── Text excerpt

Consensual sex is supposed to leave you feeling loved and increasingly touted as the great mood cure-all.
Having sex is a hugely intimate act and an orgasm releases lots of wonderful feel good hormones as well as endorphins, meaning we feel calmer, sleep better and approach life more positively. So basically, consensual sex is guaranteed to uplift our mood and make us feel great every time, right? Wrong.

The truth is those feel-good hormones drop following the peak of an orgasm and as you separate from the closeness that brought it, a sense of sadness can follow.
Post-Coital Dysphoria (PCD), commonly referred to as post-sex blues is the experience of a negative feeling after desired sexual activity which can consist of tearfulness, melancholy, anxiety and depression. These feelings can last anywhere from a few minutes to several hours. PCD is a normal condition that can be experienced by both men and women and can occur on a single or few occasions or it can be embedded as a pattern in sexual experience.
There’s not a lot of research that specifies an underlying cause of PCD. However, recent studies show multiples factors lead to these feelings.
Hormones
During sex the body is saturated with a rush of hormones, after which there is a dramatic drop in hormones level. This physiological drop can bring about a subjective sense of dysphoria and can carry with it a negative emotional response. Women with postnatal depression are also most likely to experience PCD, most likely because of heightened sensitivity to estrogen.

────
── Data to examine

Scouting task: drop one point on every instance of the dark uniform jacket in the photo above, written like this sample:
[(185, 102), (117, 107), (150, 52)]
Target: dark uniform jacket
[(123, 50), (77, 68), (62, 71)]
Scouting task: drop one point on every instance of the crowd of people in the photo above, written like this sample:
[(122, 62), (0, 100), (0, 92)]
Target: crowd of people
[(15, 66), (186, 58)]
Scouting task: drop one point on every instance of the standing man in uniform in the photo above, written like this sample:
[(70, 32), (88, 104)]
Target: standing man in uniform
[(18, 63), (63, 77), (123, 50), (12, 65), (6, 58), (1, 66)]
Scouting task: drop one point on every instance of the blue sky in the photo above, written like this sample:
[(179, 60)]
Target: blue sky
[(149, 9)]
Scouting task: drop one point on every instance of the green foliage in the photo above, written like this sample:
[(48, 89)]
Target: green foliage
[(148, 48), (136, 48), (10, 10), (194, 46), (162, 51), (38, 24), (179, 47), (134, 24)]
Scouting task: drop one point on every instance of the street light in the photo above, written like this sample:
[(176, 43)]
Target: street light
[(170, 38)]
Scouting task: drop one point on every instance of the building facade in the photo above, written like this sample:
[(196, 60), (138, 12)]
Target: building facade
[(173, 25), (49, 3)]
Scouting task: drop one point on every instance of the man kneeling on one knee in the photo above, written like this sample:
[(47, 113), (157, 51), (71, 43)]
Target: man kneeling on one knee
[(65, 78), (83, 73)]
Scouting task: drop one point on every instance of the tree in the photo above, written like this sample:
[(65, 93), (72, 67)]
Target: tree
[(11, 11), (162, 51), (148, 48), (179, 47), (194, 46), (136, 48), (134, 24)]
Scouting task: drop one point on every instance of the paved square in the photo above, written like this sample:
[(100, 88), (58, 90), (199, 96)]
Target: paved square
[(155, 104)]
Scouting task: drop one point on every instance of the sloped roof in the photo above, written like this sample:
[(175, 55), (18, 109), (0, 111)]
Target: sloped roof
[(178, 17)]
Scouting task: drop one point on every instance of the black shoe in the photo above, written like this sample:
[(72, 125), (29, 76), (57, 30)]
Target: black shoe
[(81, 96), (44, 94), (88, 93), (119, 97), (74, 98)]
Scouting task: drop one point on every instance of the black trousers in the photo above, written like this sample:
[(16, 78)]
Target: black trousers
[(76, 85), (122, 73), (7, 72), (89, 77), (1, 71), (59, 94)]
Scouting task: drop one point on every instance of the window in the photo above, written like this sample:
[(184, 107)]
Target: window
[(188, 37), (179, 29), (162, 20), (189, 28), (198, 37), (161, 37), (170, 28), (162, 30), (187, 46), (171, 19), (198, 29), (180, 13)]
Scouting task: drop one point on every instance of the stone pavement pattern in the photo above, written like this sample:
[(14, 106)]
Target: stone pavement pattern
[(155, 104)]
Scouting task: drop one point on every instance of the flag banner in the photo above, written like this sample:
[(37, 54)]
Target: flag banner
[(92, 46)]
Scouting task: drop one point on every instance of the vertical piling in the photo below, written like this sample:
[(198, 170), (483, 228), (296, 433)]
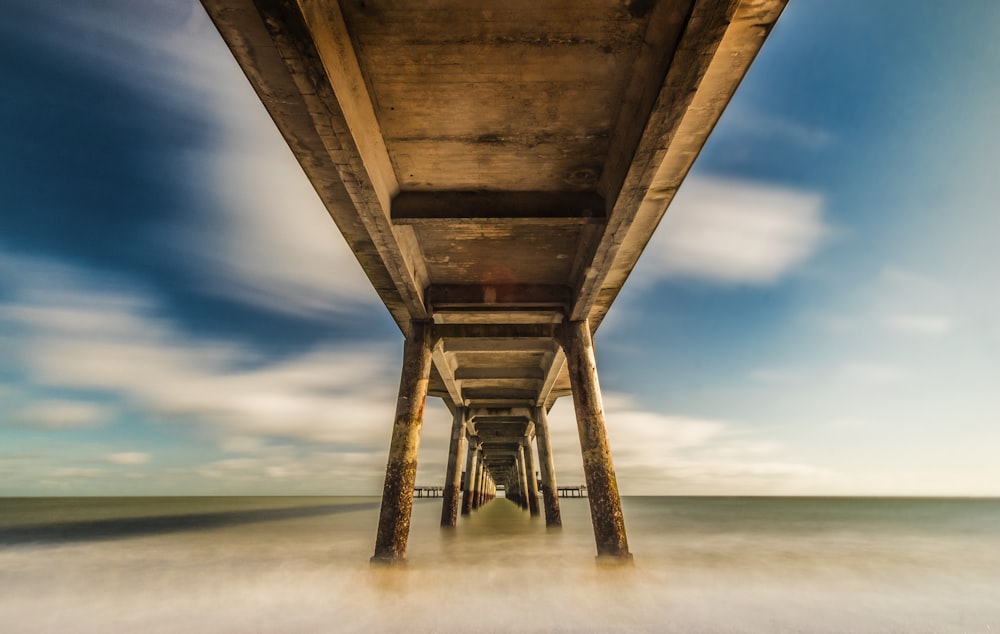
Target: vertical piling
[(522, 469), (453, 474), (477, 482), (401, 466), (602, 487), (529, 466), (472, 463), (547, 469)]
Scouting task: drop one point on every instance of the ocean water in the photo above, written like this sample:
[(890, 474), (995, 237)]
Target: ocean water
[(301, 565)]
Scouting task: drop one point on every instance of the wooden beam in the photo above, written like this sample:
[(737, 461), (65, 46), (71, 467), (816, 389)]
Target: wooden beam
[(276, 74), (472, 394), (551, 376), (495, 331), (313, 40), (495, 296), (719, 42), (498, 373), (486, 207), (447, 373)]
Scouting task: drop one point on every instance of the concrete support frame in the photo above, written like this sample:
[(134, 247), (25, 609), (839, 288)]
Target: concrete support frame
[(401, 467), (471, 464), (602, 487), (453, 474), (547, 469), (477, 481), (522, 473), (529, 467)]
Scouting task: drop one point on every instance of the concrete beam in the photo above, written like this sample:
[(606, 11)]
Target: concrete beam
[(484, 207)]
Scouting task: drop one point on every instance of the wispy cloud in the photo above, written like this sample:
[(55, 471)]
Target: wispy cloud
[(927, 325), (61, 414), (765, 127), (266, 238), (734, 232), (76, 334), (658, 453), (868, 373), (129, 458)]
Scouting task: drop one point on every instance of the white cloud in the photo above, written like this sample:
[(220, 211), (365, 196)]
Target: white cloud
[(928, 325), (657, 453), (873, 373), (766, 127), (62, 414), (734, 232), (129, 458), (77, 334), (268, 241), (776, 376)]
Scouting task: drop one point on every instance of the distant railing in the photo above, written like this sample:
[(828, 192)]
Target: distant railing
[(428, 492)]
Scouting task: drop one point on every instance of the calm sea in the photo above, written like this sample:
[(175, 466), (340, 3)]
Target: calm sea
[(301, 565)]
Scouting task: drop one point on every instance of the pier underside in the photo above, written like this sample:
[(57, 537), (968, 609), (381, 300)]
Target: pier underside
[(497, 169)]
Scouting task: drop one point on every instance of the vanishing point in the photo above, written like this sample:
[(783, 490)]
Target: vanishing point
[(497, 168)]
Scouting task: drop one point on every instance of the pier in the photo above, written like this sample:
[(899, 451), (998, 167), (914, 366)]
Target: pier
[(497, 169)]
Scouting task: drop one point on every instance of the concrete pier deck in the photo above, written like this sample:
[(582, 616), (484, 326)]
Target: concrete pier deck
[(497, 169)]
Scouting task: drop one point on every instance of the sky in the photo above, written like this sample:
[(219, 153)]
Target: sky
[(817, 314)]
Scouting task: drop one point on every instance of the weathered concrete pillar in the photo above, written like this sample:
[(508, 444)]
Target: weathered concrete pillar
[(529, 466), (401, 467), (472, 463), (522, 469), (547, 469), (453, 474), (482, 483), (477, 482), (602, 487)]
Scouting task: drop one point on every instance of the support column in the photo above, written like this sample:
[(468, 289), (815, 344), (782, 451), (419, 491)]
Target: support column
[(529, 466), (602, 487), (471, 464), (523, 474), (482, 482), (550, 491), (477, 483), (453, 475), (401, 467)]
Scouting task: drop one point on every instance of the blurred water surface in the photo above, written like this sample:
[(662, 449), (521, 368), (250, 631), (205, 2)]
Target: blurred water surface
[(301, 565)]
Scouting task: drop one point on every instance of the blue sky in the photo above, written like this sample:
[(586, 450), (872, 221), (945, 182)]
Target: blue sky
[(817, 314)]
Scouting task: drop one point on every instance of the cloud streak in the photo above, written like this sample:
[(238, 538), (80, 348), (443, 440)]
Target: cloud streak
[(734, 232)]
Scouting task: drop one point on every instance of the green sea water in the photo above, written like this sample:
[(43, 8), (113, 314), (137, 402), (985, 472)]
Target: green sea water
[(301, 565)]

────

**Exercise goal**
Translate this sentence from the text on post-sex blues into Spanish: "These feelings can last anywhere from a few minutes to several hours."

**Exercise result**
Estos sentimientos pueden durar desde unos pocos minutos hasta varias horas.